- Texte de la page:
▬▬▬▬▬▬▬▬▬▬

Avez-vous collaboré avec des chercheurs de l’Université de Bretagne Occidentale (UBO) pour évaluer l’impact du parc et de son fonctionnement sur la biodiversité ? Pour quels résultats ?

Coquille Saint-Jacques instrumentée d’un valvomètre ©SOMME
Oui, Ailes Marines a ainsi soutenu les travaux de Mathilde Gigot en finançant les expérimentations en laboratoire (dans le cadre du projet IMPAIC) de sa thèse scientifique de doctorat (1). Cette thèse, financée par le CNRS, visait à évaluer l’incidence sonore d’origine anthropique sur les stades larvaires de deux espèces de bivalves, la coquille Saint-Jacques Pecten maximus et la praire Venus verrucosa, et plus particulièrement l’effet des bruits de battage et de forage sur les paramètres du développement larvaire.
Pouvez-vous citer un ou deux exemples concrets de vos découvertes ou apprentissages sur telle ou telle espèce, ou sur l’évolution du milieu marin, à l’occasion de la construction du parc ?
Le développement du parc de Saint Brieuc a généré de nombreuses externalités environnementales positives. Il a permis d’acquérir des connaissances scientifiques additionnelles, robustes et particulièrement utiles sur le milieu marin. Ainsi une thèse de doctorat a été publiée dans le cadre d’un projet de recherche piloté par des chercheurs du Muséum national d’histoire naturelle et du CNRS sur la coquille Saint-Jacques et le bruit. Des capteurs de stress ont été brevetés. Ils ont permis de préciser le rythme biologique méconnu jusqu’alors de cette espèce locale emblématique.
Les instruments de mesures installés en mer pendant près de 4 années nous ont également permis de suivre l’évolution du milieu, et notamment le réchauffement des masses d’eau. Toutes ces données sont précieuses pour mieux comprendre le fonctionnement de la baie et alimenter les réflexions locales. L’Office français de la biodiversité (OFB) a par exemple bénéficié d’un partage de connaissances sur les oiseaux et mammifères marins, implémentant de ressources documentaires nouvelles le document d’objectifs du site Natura2000.

▬▬▬▬▬▬▬▬▬▬

- Consigne:
Poursuivez le texte sur le parc de Saint-Brieuc et la biodiversité marine à partir de sa dernière phrase. Les données qui suivent sont indépendantes du texte de la page.

- Données étudiées:
▬▬▬▬▬▬▬▬▬▬

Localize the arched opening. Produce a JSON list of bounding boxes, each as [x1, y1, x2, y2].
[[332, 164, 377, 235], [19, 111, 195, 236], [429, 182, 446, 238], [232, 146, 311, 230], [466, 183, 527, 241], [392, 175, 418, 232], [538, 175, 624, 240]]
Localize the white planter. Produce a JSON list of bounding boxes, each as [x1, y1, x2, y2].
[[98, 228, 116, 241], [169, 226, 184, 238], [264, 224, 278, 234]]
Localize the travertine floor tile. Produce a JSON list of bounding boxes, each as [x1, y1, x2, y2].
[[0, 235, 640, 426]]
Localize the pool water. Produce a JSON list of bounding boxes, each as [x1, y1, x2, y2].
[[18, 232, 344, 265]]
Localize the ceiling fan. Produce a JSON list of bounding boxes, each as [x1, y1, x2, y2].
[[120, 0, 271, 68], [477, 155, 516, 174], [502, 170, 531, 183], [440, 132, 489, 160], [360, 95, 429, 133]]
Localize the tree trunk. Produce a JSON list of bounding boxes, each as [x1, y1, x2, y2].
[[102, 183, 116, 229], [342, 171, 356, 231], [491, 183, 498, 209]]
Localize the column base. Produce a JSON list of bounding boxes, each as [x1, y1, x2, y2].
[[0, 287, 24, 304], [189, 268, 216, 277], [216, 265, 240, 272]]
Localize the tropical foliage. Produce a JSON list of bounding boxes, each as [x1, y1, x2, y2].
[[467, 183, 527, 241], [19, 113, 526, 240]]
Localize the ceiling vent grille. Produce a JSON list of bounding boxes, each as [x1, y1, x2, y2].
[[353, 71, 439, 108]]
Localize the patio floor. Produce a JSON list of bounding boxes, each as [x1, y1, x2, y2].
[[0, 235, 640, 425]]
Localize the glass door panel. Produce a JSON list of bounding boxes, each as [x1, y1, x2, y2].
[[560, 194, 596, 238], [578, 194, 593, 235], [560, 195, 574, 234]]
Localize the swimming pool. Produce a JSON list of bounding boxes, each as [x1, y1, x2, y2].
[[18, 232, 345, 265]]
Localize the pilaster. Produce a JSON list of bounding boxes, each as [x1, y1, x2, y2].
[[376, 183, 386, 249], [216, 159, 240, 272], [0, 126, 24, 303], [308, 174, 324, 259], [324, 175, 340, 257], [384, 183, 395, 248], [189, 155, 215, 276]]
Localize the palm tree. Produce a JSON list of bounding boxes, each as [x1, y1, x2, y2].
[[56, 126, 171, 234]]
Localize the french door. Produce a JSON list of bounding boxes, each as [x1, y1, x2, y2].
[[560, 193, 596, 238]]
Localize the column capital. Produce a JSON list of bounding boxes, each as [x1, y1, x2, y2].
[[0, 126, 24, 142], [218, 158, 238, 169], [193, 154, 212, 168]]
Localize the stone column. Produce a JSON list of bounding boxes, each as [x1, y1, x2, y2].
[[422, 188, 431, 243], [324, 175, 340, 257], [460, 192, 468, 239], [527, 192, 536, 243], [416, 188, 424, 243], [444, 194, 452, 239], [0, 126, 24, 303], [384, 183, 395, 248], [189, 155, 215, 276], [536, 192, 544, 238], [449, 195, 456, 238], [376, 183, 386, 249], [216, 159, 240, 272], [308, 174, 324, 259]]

▬▬▬▬▬▬▬▬▬▬

- Résultat attendu:
Comment fonctionnent le suivi et la concertation avec les autorités et les différentes parties prenantes ?
Depuis la phase de construction du parc, Iberdrola a mis en œuvre des programmes de suivi environnemental renforcé, en collaboration avec les autorités, des instituts de recherche et des associations. Sur les 40 mesures de suivi environnemental, 19 concernent la phase d’exploitation.
La gouvernance du parc est organisée par le préfet des Côtes d’Armor. Plusieurs arrêtés préfectoraux ont été pris pour organiser le suivi du parc. Deux instances ont été mandatées : un comité de gestion et de suivi et un conseil scientifique. Le comité de suivi, réuni 2 fois par an durant la construction et désormais une fois par an en phase d’exploitation, peut s’appuyer autant que de besoin sur le conseil scientifique, ou même parfois des expertises tierces. Ceci a été le cas pour le parc de Saint-Brieuc : ce comité scientifique a remis des avis sur plusieurs protocoles scientifiques, l’Ifremer, le Cerema et le Shom ont été missionnés pour des contre-expertises et des avis. Un avis de l’Ifremer souligne d’ailleurs la qualité de nos protocoles de suivi : « Les “marées expérimentales” telles que proposées par les maîtres d’ouvrage sont suffisantes pour détecter un éventuel impact du parc et de son raccordement sur les espèces halieutiques ciblées », peut-on y lire.
Propos recueillis par Jean-Claude Lewandovski
(1) Intitulée “Caractérisation de l’impact acoustique des travaux de battage et de forage associés aux constructions éoliennes offshores sur les stades larvaires des bivalves marins Pecten maximus et Venus verrucosa”, cette thèse a été réalisée sous la direction de Laurent Chauvaud (LEMAR), Julien Bonnel (WHOI) et Frédéric Olivier (BOREA).